• _WHAT IS REQUIRED_
The listing below should be written out exactly; please include all of it.

Content starts

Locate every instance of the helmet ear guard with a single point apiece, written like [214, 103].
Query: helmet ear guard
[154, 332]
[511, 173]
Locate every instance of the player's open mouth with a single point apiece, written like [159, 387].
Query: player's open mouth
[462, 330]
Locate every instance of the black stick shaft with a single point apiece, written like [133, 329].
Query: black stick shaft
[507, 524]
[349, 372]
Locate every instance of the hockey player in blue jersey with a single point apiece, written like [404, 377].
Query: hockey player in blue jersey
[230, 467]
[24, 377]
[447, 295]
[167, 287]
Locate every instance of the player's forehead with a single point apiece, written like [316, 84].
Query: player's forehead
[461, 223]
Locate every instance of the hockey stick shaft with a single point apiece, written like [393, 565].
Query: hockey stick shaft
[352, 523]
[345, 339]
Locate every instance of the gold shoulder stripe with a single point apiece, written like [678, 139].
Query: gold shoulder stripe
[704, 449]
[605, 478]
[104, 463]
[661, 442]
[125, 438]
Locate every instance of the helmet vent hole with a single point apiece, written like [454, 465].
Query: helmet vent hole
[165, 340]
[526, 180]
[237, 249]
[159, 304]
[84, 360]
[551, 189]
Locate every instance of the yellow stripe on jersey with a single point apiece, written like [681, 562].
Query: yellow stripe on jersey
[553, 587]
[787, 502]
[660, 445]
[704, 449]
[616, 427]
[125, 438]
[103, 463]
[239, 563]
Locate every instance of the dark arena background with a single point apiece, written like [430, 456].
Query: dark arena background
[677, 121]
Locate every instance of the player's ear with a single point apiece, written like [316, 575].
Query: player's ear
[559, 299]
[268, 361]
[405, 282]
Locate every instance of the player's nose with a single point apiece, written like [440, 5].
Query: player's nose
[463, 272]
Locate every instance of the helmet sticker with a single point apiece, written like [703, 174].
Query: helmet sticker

Content ends

• _FINISHED EXERCISE_
Locate every instance of the helmet ear guard with a single point apiece, written like [214, 103].
Query: helmet ear guard
[154, 332]
[511, 173]
Locate every instance of the player's open mouth with a single point apiece, written like [159, 387].
Query: player's open mouth
[462, 330]
Locate every instance of the black stick shaft with a single point apiece, written like [133, 329].
Query: black stick shaft
[507, 524]
[349, 372]
Locate every instance of the hockey player in blue jersey with a single point apiece, written like [404, 377].
Query: hockey player in blue jersey
[230, 467]
[24, 377]
[447, 295]
[167, 287]
Locate every instance of the player's forehead with a single point apiece, written like [316, 84].
Query: player's forehead
[461, 223]
Locate every instance of the hockey stick shaft with a single point apiece, written like [393, 565].
Query: hockey stick shaft
[352, 523]
[345, 339]
Locate every instance of the gold shoulder stripe with a single point apiece, written like [678, 139].
Query: gold shoulder stripe
[704, 449]
[605, 478]
[104, 463]
[661, 442]
[125, 438]
Locate every instance of the helmet vent hole with a single point apiece, written like [454, 465].
Query: helmet vent hole
[165, 340]
[526, 180]
[237, 249]
[159, 304]
[84, 360]
[551, 189]
Locate every instance of the yellow stripe on jersey with a single point apiece, written like [681, 562].
Query: yellow stripe on jersey
[553, 587]
[787, 502]
[660, 445]
[704, 449]
[616, 427]
[125, 438]
[103, 463]
[239, 563]
Locate every instance of the dark arena background with a single point apiece, written like [430, 456].
Query: dark arena background
[677, 121]
Locate every instance of the player's ear with a single point apiece, written like [316, 575].
Query: player's ear
[559, 299]
[268, 361]
[405, 282]
Locate every instance of the player's nose with a single point apiece, written like [440, 5].
Query: player's nose
[463, 272]
Locate every instance of the helmet sticker with a single point apiece, written like [703, 174].
Query: helmet sticker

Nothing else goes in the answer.